TASK BRIEF :: Where the line with "Body asks for one point per instance of the soccer" appears below, start writing out lines exactly, and finish with the line with "Body asks for one point per instance of the blurred", which is included; write out nothing else.

(Region pointing data)
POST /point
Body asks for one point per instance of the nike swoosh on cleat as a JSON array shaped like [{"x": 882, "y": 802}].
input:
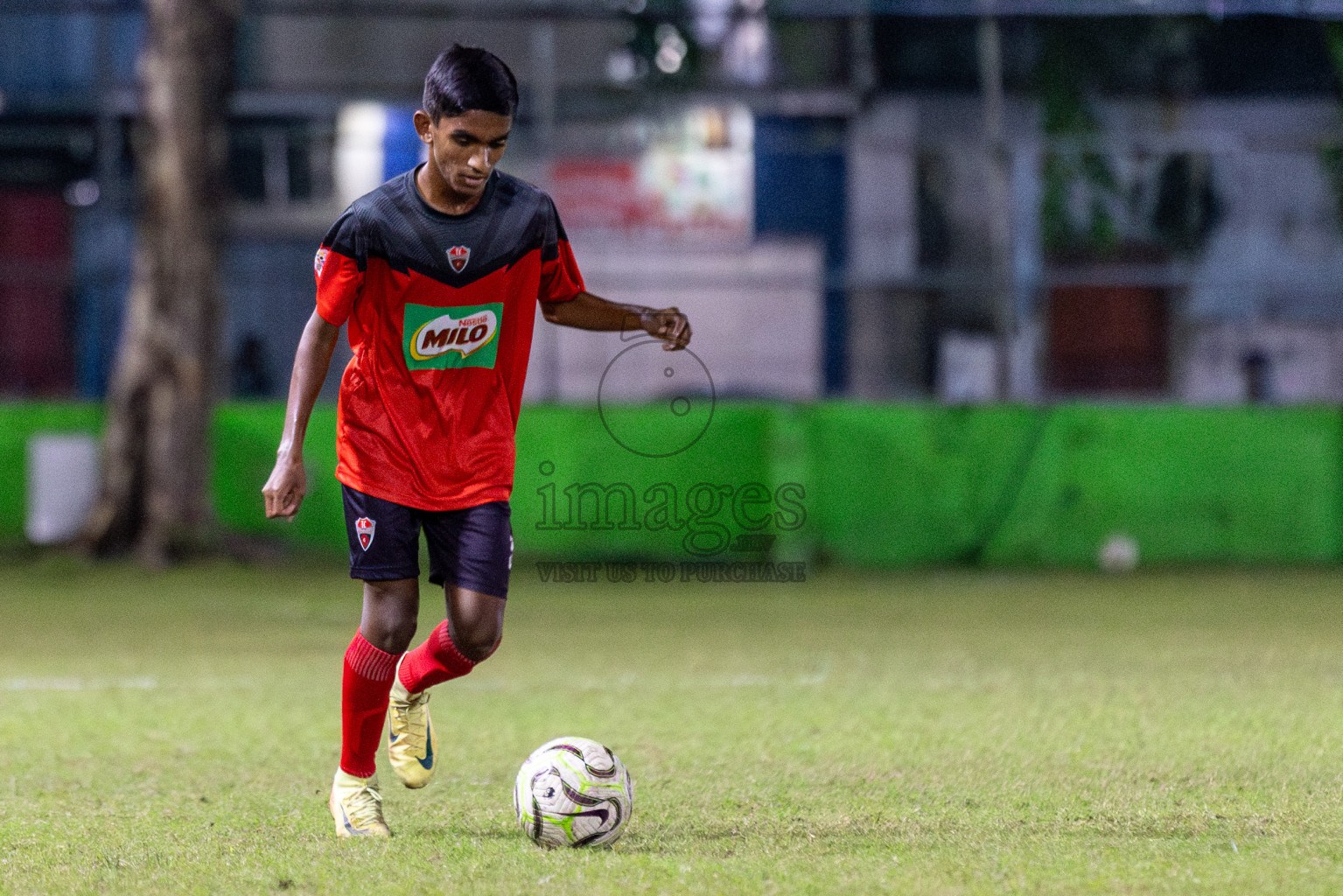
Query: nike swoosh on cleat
[{"x": 427, "y": 762}]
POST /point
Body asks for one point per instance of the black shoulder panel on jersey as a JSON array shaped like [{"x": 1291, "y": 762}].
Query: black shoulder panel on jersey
[{"x": 512, "y": 220}]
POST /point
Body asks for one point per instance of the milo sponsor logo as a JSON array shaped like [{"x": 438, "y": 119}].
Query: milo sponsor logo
[{"x": 444, "y": 338}]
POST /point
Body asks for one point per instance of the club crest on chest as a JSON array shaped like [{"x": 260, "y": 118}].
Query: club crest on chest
[
  {"x": 457, "y": 256},
  {"x": 364, "y": 529}
]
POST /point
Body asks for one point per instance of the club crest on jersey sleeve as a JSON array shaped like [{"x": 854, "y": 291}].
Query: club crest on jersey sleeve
[
  {"x": 454, "y": 336},
  {"x": 458, "y": 256},
  {"x": 364, "y": 529}
]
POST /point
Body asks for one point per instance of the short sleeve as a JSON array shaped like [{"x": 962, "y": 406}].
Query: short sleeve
[
  {"x": 560, "y": 277},
  {"x": 339, "y": 268}
]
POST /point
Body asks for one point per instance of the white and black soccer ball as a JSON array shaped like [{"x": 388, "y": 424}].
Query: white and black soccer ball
[{"x": 572, "y": 792}]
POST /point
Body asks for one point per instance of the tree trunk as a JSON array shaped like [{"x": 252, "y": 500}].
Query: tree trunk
[{"x": 156, "y": 459}]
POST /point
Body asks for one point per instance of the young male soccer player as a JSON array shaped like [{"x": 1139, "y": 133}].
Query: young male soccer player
[{"x": 437, "y": 273}]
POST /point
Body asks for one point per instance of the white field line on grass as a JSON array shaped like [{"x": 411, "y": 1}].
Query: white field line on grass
[{"x": 80, "y": 684}]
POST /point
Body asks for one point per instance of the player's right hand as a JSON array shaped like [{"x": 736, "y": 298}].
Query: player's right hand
[{"x": 285, "y": 489}]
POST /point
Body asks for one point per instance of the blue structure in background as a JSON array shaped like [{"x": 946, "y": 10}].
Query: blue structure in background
[
  {"x": 103, "y": 246},
  {"x": 801, "y": 191},
  {"x": 402, "y": 147},
  {"x": 57, "y": 57}
]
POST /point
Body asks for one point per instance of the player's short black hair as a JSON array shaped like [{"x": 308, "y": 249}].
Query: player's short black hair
[{"x": 465, "y": 78}]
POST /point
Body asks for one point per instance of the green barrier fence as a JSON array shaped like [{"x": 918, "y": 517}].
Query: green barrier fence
[{"x": 865, "y": 485}]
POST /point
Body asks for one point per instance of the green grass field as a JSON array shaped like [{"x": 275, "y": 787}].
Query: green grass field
[{"x": 916, "y": 734}]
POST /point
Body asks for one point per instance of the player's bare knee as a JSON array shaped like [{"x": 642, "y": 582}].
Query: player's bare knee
[{"x": 477, "y": 640}]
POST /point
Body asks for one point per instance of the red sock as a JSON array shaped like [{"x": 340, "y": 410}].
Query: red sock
[
  {"x": 434, "y": 662},
  {"x": 364, "y": 690}
]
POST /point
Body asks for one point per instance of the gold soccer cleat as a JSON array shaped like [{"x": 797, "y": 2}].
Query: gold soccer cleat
[
  {"x": 411, "y": 742},
  {"x": 358, "y": 806}
]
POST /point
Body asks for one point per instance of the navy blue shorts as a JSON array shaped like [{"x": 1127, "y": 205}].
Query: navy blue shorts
[{"x": 471, "y": 549}]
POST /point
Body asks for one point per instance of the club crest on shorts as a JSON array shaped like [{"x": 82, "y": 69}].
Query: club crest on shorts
[
  {"x": 364, "y": 529},
  {"x": 457, "y": 256}
]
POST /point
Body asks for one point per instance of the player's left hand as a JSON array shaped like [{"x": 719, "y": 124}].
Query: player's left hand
[{"x": 669, "y": 326}]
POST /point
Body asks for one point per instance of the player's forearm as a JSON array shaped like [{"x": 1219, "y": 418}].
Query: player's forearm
[
  {"x": 311, "y": 360},
  {"x": 595, "y": 313}
]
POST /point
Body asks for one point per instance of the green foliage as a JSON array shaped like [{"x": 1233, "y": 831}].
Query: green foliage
[{"x": 933, "y": 734}]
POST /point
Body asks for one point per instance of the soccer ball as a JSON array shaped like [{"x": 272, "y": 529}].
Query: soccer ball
[
  {"x": 1119, "y": 554},
  {"x": 572, "y": 792}
]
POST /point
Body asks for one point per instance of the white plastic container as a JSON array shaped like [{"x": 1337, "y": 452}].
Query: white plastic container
[{"x": 63, "y": 480}]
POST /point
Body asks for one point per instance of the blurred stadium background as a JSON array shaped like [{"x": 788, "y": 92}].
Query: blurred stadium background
[
  {"x": 1018, "y": 286},
  {"x": 990, "y": 283}
]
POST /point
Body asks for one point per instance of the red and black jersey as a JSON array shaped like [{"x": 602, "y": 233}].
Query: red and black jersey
[{"x": 441, "y": 311}]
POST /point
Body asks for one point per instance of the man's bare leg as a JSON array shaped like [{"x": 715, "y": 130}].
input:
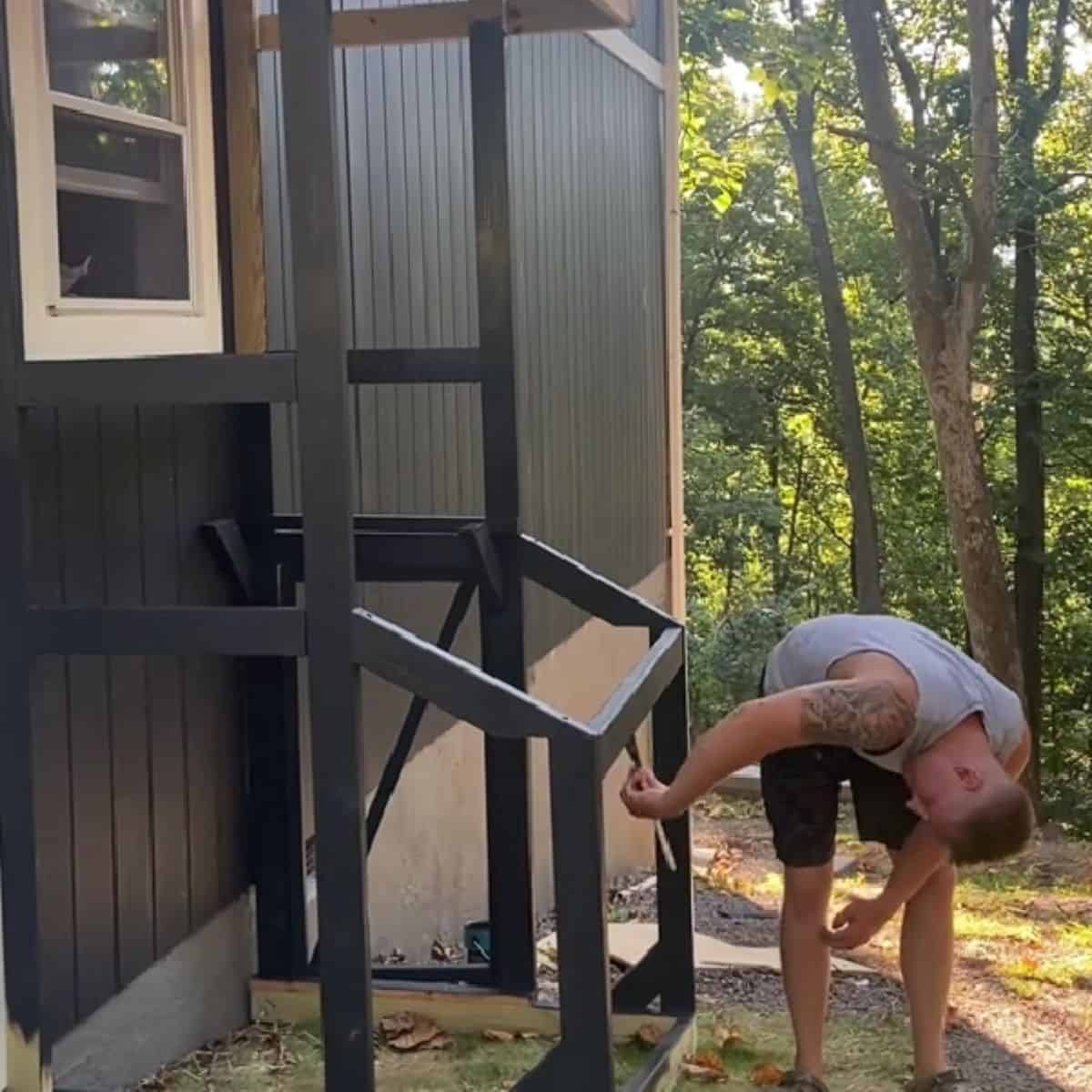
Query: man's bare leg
[
  {"x": 805, "y": 960},
  {"x": 926, "y": 958}
]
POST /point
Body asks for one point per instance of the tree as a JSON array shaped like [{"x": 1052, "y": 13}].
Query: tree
[
  {"x": 798, "y": 126},
  {"x": 945, "y": 310},
  {"x": 1031, "y": 108}
]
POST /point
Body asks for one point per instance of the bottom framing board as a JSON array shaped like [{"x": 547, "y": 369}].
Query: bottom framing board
[{"x": 456, "y": 1009}]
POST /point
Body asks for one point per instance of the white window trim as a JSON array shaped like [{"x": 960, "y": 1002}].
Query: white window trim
[{"x": 80, "y": 328}]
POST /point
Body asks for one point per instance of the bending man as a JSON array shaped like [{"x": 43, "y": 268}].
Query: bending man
[{"x": 921, "y": 732}]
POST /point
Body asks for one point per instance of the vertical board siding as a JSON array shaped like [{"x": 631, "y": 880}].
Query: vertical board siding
[
  {"x": 648, "y": 32},
  {"x": 137, "y": 759},
  {"x": 587, "y": 217}
]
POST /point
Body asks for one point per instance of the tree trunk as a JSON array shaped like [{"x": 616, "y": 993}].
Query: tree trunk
[
  {"x": 866, "y": 547},
  {"x": 945, "y": 317},
  {"x": 1031, "y": 484}
]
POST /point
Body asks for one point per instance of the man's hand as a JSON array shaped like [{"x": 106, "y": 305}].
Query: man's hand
[
  {"x": 644, "y": 796},
  {"x": 857, "y": 922}
]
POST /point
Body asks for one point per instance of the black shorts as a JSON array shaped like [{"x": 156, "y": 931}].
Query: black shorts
[{"x": 801, "y": 791}]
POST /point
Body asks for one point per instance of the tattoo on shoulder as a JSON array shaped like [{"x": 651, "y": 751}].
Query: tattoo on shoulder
[{"x": 866, "y": 714}]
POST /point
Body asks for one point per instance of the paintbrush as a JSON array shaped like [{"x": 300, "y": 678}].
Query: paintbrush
[{"x": 665, "y": 846}]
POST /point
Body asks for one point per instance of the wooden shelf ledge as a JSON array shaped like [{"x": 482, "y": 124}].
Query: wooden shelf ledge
[
  {"x": 462, "y": 1010},
  {"x": 438, "y": 22}
]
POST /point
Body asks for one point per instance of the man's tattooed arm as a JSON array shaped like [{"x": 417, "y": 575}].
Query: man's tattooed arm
[{"x": 866, "y": 714}]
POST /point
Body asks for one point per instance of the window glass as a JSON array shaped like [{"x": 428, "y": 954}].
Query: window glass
[{"x": 112, "y": 52}]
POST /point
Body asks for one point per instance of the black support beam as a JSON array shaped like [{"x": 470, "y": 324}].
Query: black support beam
[
  {"x": 414, "y": 366},
  {"x": 587, "y": 590},
  {"x": 456, "y": 686},
  {"x": 167, "y": 632},
  {"x": 325, "y": 445},
  {"x": 394, "y": 556},
  {"x": 30, "y": 1040},
  {"x": 628, "y": 707},
  {"x": 201, "y": 379},
  {"x": 580, "y": 880},
  {"x": 671, "y": 743},
  {"x": 399, "y": 753},
  {"x": 507, "y": 763}
]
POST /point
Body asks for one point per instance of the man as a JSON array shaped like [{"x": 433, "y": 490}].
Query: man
[{"x": 922, "y": 733}]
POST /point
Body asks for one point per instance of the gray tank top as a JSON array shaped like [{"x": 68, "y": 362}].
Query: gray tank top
[{"x": 950, "y": 685}]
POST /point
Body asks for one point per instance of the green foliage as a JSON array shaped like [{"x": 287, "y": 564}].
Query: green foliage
[{"x": 769, "y": 520}]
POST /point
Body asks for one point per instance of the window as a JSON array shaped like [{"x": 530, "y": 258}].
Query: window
[{"x": 116, "y": 177}]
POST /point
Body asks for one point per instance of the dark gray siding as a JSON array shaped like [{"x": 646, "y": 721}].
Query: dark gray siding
[
  {"x": 585, "y": 165},
  {"x": 139, "y": 768},
  {"x": 649, "y": 30}
]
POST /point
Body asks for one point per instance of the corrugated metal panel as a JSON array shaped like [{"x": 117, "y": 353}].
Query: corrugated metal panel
[
  {"x": 587, "y": 210},
  {"x": 139, "y": 774}
]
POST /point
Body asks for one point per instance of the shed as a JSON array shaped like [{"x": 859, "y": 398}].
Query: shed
[{"x": 341, "y": 492}]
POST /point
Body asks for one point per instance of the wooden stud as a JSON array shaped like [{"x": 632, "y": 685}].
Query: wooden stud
[
  {"x": 245, "y": 175},
  {"x": 26, "y": 1032},
  {"x": 672, "y": 326}
]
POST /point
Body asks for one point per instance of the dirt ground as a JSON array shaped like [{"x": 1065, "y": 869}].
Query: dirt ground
[
  {"x": 1021, "y": 1018},
  {"x": 1021, "y": 1015}
]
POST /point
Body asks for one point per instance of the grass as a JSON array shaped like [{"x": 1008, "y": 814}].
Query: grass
[{"x": 865, "y": 1054}]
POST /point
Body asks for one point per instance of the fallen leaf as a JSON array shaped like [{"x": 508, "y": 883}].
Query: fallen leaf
[
  {"x": 420, "y": 1031},
  {"x": 727, "y": 1038},
  {"x": 703, "y": 1076},
  {"x": 767, "y": 1076},
  {"x": 708, "y": 1059},
  {"x": 442, "y": 954},
  {"x": 397, "y": 1025},
  {"x": 441, "y": 1042}
]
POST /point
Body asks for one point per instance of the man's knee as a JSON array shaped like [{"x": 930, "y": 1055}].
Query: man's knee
[
  {"x": 807, "y": 895},
  {"x": 942, "y": 884}
]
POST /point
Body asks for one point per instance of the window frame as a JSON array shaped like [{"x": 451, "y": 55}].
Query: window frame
[{"x": 59, "y": 327}]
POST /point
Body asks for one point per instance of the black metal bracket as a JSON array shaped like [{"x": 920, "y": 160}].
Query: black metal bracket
[
  {"x": 224, "y": 538},
  {"x": 490, "y": 573},
  {"x": 399, "y": 756}
]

RESPONSE AREA ::
Body asks for one point per instance of the soccer ball as a JSON array shaped like [{"x": 272, "y": 529}].
Query: soccer ball
[
  {"x": 1119, "y": 554},
  {"x": 572, "y": 792}
]
POST /point
Body asks for one point per instance of the white plastic container as a JSON array shaped like [{"x": 1337, "y": 452}].
Query: white plastic container
[{"x": 63, "y": 480}]
POST /point
Body asks for one point per instance of the blurred stadium background as a JSON array shaped like [{"x": 788, "y": 92}].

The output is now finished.